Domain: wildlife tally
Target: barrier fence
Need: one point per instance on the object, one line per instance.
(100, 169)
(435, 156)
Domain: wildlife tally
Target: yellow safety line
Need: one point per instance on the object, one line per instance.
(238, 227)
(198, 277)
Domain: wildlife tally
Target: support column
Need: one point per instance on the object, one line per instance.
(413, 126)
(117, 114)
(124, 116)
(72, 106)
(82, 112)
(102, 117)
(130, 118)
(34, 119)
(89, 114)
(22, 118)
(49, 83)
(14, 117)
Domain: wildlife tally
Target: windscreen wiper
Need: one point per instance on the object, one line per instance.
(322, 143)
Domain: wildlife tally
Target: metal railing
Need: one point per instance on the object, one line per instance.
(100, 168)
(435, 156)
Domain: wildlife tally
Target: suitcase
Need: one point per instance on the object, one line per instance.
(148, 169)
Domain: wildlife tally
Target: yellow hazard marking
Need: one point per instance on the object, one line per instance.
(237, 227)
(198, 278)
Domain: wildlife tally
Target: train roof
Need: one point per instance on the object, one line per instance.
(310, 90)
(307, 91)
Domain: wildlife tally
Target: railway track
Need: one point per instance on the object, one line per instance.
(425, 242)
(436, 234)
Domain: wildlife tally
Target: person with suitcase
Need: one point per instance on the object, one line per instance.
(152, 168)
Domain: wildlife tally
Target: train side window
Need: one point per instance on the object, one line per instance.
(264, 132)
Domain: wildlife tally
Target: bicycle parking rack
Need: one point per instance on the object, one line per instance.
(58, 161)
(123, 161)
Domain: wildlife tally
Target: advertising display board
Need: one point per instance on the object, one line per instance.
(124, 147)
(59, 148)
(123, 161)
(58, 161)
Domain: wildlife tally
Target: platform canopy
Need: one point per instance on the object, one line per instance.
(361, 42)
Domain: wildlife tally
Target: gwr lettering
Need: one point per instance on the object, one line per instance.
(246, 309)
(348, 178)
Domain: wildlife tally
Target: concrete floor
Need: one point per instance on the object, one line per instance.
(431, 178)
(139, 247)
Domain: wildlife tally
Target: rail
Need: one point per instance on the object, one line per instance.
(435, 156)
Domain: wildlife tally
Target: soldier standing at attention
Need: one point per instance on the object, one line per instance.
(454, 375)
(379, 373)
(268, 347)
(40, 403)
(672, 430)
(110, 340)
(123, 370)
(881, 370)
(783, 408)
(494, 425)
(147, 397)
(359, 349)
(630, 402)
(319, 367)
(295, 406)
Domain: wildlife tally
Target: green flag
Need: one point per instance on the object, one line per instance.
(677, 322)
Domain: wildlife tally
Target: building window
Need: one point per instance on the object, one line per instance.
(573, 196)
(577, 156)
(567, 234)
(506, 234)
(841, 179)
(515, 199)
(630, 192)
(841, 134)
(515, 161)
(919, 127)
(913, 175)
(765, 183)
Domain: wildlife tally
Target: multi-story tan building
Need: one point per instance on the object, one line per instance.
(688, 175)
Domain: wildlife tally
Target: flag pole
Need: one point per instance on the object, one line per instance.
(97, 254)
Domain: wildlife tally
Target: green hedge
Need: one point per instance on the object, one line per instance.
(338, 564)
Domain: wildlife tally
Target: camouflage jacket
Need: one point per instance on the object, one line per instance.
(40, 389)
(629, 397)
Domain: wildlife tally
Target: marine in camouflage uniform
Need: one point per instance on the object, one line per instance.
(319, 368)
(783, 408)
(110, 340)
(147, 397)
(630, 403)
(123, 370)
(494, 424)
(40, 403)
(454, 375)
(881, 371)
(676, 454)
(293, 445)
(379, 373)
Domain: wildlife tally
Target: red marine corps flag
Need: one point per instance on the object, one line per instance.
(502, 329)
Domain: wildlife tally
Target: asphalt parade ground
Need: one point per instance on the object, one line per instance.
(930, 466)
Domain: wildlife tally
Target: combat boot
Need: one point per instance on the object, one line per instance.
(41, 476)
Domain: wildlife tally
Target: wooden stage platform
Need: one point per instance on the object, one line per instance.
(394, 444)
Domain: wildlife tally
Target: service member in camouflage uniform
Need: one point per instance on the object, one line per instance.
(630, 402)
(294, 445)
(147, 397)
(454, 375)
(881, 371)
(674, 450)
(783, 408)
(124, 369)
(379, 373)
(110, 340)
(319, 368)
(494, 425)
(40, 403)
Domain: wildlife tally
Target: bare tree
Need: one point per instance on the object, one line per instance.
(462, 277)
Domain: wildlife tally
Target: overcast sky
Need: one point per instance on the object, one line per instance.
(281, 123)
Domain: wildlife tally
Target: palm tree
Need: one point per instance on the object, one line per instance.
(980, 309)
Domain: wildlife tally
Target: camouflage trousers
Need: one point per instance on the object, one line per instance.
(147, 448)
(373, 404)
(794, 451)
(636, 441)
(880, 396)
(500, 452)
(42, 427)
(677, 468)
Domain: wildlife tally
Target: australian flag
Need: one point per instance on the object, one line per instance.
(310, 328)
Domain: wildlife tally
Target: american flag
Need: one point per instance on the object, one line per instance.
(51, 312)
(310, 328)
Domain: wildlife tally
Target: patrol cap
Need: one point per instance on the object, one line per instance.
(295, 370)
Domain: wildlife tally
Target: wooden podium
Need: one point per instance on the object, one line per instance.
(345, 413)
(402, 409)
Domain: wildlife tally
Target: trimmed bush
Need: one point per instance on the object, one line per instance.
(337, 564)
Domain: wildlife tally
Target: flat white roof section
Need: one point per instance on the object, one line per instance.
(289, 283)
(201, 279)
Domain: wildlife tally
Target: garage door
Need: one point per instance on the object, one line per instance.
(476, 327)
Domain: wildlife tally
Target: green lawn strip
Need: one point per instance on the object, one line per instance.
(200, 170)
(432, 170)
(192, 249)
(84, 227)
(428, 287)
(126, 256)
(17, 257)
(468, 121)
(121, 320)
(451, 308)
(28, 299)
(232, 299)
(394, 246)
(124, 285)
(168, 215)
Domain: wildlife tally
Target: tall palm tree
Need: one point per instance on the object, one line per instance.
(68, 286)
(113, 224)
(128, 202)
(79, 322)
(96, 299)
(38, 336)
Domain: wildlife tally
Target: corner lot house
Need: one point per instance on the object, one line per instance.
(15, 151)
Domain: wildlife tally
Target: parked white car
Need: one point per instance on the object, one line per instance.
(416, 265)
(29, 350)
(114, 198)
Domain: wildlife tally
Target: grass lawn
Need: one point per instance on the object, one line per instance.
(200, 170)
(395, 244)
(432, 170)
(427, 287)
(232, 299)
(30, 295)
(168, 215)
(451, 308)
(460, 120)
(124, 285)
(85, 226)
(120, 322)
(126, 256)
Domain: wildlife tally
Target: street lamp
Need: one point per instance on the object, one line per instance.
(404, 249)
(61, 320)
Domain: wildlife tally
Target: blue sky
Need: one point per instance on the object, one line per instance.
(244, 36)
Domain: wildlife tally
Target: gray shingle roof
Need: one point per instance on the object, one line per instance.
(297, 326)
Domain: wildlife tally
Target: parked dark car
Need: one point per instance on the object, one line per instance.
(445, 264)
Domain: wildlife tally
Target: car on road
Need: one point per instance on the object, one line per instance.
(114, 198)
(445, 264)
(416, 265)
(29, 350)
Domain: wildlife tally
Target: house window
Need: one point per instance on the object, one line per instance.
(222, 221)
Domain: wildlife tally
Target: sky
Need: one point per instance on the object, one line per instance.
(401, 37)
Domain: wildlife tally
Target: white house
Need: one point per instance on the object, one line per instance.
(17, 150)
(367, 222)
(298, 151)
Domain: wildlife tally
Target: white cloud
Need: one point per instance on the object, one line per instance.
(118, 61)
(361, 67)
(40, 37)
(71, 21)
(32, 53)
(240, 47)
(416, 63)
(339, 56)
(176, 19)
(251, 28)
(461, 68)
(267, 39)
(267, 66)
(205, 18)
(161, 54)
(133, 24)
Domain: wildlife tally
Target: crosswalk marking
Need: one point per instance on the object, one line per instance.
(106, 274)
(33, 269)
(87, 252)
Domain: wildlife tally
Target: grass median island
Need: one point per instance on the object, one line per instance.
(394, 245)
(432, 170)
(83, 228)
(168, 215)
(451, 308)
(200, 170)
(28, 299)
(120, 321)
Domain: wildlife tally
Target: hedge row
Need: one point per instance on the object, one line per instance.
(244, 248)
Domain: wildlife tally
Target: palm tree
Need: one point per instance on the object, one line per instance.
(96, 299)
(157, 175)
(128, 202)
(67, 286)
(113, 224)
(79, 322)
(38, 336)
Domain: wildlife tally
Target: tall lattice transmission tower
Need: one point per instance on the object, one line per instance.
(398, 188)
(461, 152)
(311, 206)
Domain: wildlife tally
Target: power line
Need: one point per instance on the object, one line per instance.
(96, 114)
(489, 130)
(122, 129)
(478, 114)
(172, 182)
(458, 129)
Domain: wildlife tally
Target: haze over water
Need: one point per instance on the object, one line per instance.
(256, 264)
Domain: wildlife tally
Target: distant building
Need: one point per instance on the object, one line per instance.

■ ■ ■ ■ ■

**OBJECTIVE:** Find and copy every line in the data above that contains the word "parked".

**TASK RESULT:**
Target: parked white car
Target: parked dark car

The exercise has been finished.